Print the records below verbatim.

*** Block opens ***

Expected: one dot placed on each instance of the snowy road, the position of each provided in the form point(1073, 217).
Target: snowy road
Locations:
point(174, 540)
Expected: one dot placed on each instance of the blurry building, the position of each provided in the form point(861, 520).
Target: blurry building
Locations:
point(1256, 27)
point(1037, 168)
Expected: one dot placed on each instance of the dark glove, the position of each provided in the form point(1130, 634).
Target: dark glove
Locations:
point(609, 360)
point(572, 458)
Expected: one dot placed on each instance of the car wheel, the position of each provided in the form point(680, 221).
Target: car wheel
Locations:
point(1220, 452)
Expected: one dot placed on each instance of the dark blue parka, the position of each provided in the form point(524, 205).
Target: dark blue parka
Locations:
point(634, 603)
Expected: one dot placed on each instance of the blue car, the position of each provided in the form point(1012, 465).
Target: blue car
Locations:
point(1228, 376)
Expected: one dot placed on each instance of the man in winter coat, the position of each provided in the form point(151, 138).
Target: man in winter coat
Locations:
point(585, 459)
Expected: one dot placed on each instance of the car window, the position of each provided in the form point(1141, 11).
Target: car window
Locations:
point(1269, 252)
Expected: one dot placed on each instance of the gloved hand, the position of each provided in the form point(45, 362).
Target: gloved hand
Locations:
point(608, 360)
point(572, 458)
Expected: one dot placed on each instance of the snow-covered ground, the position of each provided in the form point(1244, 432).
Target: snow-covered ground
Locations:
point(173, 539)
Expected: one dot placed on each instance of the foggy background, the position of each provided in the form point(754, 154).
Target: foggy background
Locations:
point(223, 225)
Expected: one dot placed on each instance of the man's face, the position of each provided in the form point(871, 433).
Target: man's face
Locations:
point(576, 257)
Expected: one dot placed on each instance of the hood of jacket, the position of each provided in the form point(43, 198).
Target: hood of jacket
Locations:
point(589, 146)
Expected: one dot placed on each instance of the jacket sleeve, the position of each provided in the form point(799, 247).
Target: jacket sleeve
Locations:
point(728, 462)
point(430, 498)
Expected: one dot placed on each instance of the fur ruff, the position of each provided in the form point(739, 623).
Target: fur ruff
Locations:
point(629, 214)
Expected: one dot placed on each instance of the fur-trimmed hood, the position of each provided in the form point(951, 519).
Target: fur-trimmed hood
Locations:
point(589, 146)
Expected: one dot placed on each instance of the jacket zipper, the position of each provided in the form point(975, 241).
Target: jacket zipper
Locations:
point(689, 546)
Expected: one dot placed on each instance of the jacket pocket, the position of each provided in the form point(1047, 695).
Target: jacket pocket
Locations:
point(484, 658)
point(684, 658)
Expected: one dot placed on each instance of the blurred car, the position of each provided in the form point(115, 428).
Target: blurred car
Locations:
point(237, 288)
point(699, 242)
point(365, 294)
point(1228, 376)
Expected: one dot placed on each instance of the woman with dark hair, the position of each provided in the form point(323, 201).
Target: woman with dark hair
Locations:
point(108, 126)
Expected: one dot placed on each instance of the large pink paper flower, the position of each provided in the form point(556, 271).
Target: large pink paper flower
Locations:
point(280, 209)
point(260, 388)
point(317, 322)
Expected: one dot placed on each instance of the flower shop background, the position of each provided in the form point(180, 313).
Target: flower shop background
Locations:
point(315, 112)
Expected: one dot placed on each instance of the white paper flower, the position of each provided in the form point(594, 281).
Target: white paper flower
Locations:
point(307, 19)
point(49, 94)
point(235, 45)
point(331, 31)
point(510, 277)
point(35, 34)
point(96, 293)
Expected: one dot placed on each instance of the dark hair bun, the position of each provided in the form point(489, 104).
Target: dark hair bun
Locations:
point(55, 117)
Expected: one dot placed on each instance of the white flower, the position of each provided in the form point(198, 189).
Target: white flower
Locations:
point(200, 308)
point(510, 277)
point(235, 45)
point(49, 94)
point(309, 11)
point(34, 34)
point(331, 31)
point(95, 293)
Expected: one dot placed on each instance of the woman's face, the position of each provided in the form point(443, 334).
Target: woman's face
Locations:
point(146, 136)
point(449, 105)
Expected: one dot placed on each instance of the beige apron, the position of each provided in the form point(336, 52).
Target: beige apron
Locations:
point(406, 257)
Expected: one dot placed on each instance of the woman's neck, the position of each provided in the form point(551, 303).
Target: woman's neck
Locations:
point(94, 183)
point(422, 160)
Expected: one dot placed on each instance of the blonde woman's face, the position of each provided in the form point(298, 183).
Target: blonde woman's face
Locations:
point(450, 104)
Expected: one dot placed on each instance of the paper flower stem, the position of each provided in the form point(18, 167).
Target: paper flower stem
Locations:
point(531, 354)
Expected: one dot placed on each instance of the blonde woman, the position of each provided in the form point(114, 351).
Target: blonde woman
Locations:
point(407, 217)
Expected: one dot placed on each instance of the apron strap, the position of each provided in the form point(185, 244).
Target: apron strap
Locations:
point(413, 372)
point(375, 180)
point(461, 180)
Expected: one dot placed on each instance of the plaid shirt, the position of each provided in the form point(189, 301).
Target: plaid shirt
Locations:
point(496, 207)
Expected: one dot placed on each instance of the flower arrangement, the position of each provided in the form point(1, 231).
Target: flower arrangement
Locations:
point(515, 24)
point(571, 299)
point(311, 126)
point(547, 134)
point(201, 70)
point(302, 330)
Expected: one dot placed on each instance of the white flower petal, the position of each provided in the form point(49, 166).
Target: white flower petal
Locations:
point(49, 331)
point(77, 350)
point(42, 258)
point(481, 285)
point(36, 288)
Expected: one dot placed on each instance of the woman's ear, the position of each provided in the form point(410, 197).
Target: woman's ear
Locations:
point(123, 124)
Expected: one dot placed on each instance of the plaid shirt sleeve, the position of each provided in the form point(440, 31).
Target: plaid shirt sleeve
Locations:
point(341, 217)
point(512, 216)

*** Block closes ***

EXPECTED OUTPUT
Expected: one dot placed on each instance of the snowy road, the position of each provided in the form point(1073, 217).
Target: snowy road
Locations:
point(174, 540)
Expected: one dot placed on each instance of the blurry building, the position of each provided in the form point(861, 520).
Target: blurry building
Locations:
point(1256, 27)
point(1037, 168)
Expected: one dot placed on each instance of the dark glove, the position of each provided in the form point(1130, 634).
Target: dark glove
Locations:
point(609, 360)
point(572, 458)
Expected: one dot placed on each instance of the car wheel, the position of each provided in the form point(680, 221).
Target: car wheel
Locations:
point(1220, 452)
Expected: one dot placed on each instance of the dark blue parka, the position of each provided in the form point(524, 205).
Target: dark blue parka
Locations:
point(634, 603)
Expected: one dot placed on each instance of the blue car, the position of each provided in the form point(1012, 465).
Target: blue car
Locations:
point(1228, 376)
Expected: one dot placed on each instance of the man in winter coat, the position of each provided in the form point(151, 138).
Target: man in winter coat
Locations:
point(585, 459)
Expected: one dot placed on each instance of the car window, the position of each provided in the form point(1141, 11).
Target: car window
Locations:
point(1269, 252)
Expected: one dot placed on each instance of the gloved hand, the position of each provided in the form point(45, 362).
Target: gloved hand
Locations:
point(608, 360)
point(572, 458)
Expected: one dot placed on each instance of the snow-covered ground, the position of each provided in the form point(1244, 432).
Target: snow-covered ground
Locations:
point(173, 539)
Expected: one dot placed on each instance of the foggy background, the position of each provided in the form point(754, 154).
Target: foggy background
Locations:
point(223, 225)
Expected: one dot placed on each instance of the man's face, the position of each provided in the form point(871, 433).
Target: man's face
Locations:
point(576, 257)
Expected: one dot placed on each instance of the hood of jacket, the position of each provided in the form point(43, 198).
Target: hood of jacket
Locations:
point(589, 146)
Expected: one dot placed on each instance of the jacket sleeve, the position of each provided in the form point(799, 247).
Target: jacket sleeve
Locations:
point(728, 462)
point(430, 498)
Expected: one dot placed on each instance of the fur ruff, the position of each provided in the form point(739, 623).
Target: fur ruff
Locations:
point(629, 214)
Expected: one dot placed on each instance of the fur-trimmed hood, the position of each provided in the form point(951, 519).
Target: fur-trimmed hood
Locations:
point(589, 146)
Expected: one dot placed on each instance of the jacket zipper, the position of each provided in the form point(975, 241).
Target: jacket zipper
Locations:
point(689, 546)
Expected: one dot placed on each instance of the jacket pocket, the position of each provided in the form point(1047, 695).
Target: jacket pocket
Locations:
point(484, 658)
point(684, 658)
Expected: one dot placed on each instance of the blurred car, the position of each provided in the form point(115, 428).
Target: blurred car
Locations:
point(237, 288)
point(699, 242)
point(365, 294)
point(1228, 376)
Expected: one dot placed on each instance of the woman with dark hair, the position of each provided in the form point(323, 201).
Target: woman with dark hair
Locations:
point(108, 126)
Expected: one dot placed on each instance of the large pink paper flower, the position of each provided in the form point(556, 271).
Target: large pink paper flower
Locations:
point(280, 209)
point(260, 388)
point(317, 322)
Expected: one dot placed on each instance of the flower shop background, the position of each provided in the form point(180, 313).
Target: flower shop background
Locations:
point(315, 112)
Expected: one dot placed on each instance of the white paper flower, the position of each provided in the form point(594, 281).
Target: white paper flower
Locations:
point(307, 19)
point(49, 94)
point(235, 45)
point(331, 31)
point(510, 277)
point(35, 34)
point(96, 293)
Expected: one dot placed on each instance of the dark hair bun, the position of each provided in the form point(489, 104).
Target: dark hair bun
Locations:
point(55, 117)
Expected: one dot placed on each instance of the white flower, the position of each provided in the form point(198, 189).
Target: white flower
Locations:
point(200, 308)
point(510, 277)
point(235, 45)
point(49, 94)
point(309, 11)
point(34, 34)
point(331, 31)
point(95, 293)
Expected: one dot placed on each instance of the woman's face, the position of each provided in the form point(443, 334).
Target: woman's face
Locations:
point(146, 136)
point(449, 105)
Expected: one dot placed on each instance of the beige apron, the position of each provided in the form point(336, 52).
Target: beige apron
Locations:
point(406, 257)
Expected: one dot placed on each instance of the woman's neck, the position of each provided in the form point(551, 303).
Target: woman's neck
Locations:
point(94, 183)
point(422, 160)
Expected: one dot placed on each instance of the blonde woman's face, the position of each provided in the form point(298, 183).
Target: blonde woman's face
Locations:
point(450, 104)
Expected: one dot placed on each instance of the paper flower stem, the position of each provided in the form point(18, 167).
Target: paper flower stem
Locations:
point(531, 354)
Expected: one dot placed on each instance of the blonde woman, the position of each provided in the form point(114, 351).
Target: blonde woman
Locations:
point(407, 217)
Expected: one dot placed on each instance of the apron strap, the position of each provided in the form point(185, 244).
Target: apron strap
Locations:
point(413, 372)
point(375, 180)
point(461, 180)
Expected: one dot placed on each instance of the plaid shirt, the position of each provided in the form point(189, 301).
Target: plaid shirt
Locations:
point(496, 207)
Expected: one dot placed on each instance of the flower arrangement, the position of each provided in the form point(1, 231).
Target: flower arrangement
Locations:
point(515, 24)
point(571, 299)
point(311, 126)
point(547, 134)
point(201, 70)
point(302, 330)
Expected: one dot placed on each instance of the white flower petal, the position of each provided in the form point(49, 166).
Target: white flower petal
Locations:
point(49, 331)
point(77, 350)
point(42, 258)
point(481, 285)
point(36, 288)
Expected: one dot placed on each instance of the woman's ear, the position of each provided in the form point(410, 197).
Target: woman's ear
Locations:
point(123, 124)
Expected: one dot placed on each instance of the plaid shirt sleeve, the position of each provided in the form point(440, 31).
Target: plaid shirt sleeve
Locations:
point(341, 217)
point(512, 216)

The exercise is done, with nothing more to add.